Present the following data again exactly as it is shown.

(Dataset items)
┌──

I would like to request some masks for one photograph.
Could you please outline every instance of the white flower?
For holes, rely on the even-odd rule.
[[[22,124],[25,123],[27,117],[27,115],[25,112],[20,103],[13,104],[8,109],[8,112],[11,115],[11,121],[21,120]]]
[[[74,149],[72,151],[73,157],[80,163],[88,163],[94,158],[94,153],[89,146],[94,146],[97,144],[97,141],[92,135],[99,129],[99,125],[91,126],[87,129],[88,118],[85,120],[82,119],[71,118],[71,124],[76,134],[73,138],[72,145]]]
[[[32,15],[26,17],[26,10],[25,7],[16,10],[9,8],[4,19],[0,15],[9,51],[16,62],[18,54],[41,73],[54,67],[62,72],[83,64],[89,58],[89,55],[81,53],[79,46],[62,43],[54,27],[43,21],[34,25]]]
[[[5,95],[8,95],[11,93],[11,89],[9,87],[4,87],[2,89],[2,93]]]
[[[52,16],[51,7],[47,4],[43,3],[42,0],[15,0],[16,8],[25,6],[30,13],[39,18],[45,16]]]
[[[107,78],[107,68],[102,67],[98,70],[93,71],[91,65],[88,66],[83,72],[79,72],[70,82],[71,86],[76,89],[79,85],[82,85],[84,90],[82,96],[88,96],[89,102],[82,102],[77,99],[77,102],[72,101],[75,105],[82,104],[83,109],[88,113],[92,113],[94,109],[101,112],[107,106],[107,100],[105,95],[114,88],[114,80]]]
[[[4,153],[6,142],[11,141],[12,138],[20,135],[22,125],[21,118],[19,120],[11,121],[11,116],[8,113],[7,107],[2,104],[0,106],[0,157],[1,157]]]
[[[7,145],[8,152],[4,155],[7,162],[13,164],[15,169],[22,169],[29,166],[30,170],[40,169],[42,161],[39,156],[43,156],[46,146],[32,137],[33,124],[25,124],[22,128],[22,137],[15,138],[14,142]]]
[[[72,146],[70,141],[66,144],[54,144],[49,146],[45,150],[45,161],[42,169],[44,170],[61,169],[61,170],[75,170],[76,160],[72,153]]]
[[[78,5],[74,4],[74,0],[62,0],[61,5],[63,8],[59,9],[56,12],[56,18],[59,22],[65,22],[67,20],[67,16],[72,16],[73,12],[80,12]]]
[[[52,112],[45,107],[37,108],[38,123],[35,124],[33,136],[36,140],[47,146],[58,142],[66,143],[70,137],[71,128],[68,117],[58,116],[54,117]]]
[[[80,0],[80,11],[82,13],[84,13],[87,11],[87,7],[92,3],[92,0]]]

└──

### Solution for this problem
I would like to request some masks for one photograph.
Could you please outline every instance of the white flower?
For holes, rely on the even-odd rule.
[[[22,124],[25,123],[27,117],[27,115],[25,112],[20,103],[13,104],[8,109],[8,112],[11,115],[11,121],[21,120]]]
[[[74,149],[72,151],[73,157],[80,163],[88,163],[94,158],[94,153],[89,146],[94,146],[97,144],[97,141],[92,135],[99,129],[99,125],[91,126],[87,129],[88,118],[85,120],[82,119],[71,118],[71,124],[76,134],[73,138],[72,145]]]
[[[32,15],[26,17],[26,10],[25,7],[16,10],[9,8],[4,19],[0,15],[9,51],[16,62],[18,54],[41,73],[54,67],[62,72],[83,64],[89,58],[89,55],[81,53],[79,46],[62,43],[54,27],[43,21],[34,25]]]
[[[5,95],[8,95],[11,93],[11,89],[9,87],[4,87],[2,89],[2,93]]]
[[[52,16],[51,7],[47,4],[43,3],[42,0],[15,0],[16,8],[25,6],[30,13],[39,18],[45,16]]]
[[[107,78],[107,68],[102,67],[98,70],[93,71],[91,65],[88,66],[83,72],[79,72],[70,82],[71,86],[76,89],[79,85],[82,85],[84,90],[82,96],[88,96],[89,102],[82,102],[77,99],[77,102],[72,101],[75,105],[82,104],[83,109],[88,113],[92,113],[94,109],[101,112],[107,106],[107,100],[105,95],[114,88],[114,80]]]
[[[4,153],[6,142],[11,141],[12,138],[20,135],[22,125],[21,118],[19,120],[11,121],[11,116],[8,113],[7,107],[2,104],[0,106],[0,157],[1,157]]]
[[[7,145],[8,152],[4,155],[7,162],[13,164],[15,169],[22,169],[29,166],[30,170],[40,169],[42,161],[39,156],[43,156],[46,146],[32,137],[33,124],[25,124],[22,128],[22,137],[15,138],[14,142]]]
[[[72,146],[70,141],[66,144],[54,144],[49,146],[45,150],[45,161],[42,169],[44,170],[61,169],[61,170],[75,170],[76,160],[72,153]]]
[[[78,5],[74,4],[74,0],[62,0],[61,5],[63,8],[59,9],[56,12],[56,18],[59,22],[65,22],[67,20],[67,16],[72,16],[73,12],[80,12]]]
[[[52,112],[45,107],[37,108],[38,123],[35,124],[33,136],[36,140],[47,146],[58,142],[66,143],[70,137],[71,128],[68,117],[58,116],[54,117]]]
[[[80,0],[80,11],[82,13],[84,13],[87,11],[87,7],[92,3],[92,0]]]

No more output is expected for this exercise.